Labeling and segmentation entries

──────────

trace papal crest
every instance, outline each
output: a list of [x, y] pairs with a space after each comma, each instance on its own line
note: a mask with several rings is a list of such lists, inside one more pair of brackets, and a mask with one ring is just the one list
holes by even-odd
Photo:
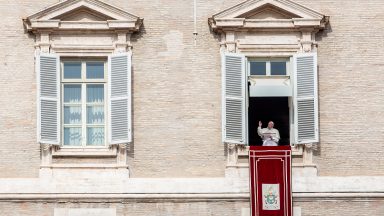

──────────

SET PROBLEM:
Count the lines in the entries above that contain the word "list", and reply with only that number.

RESULT:
2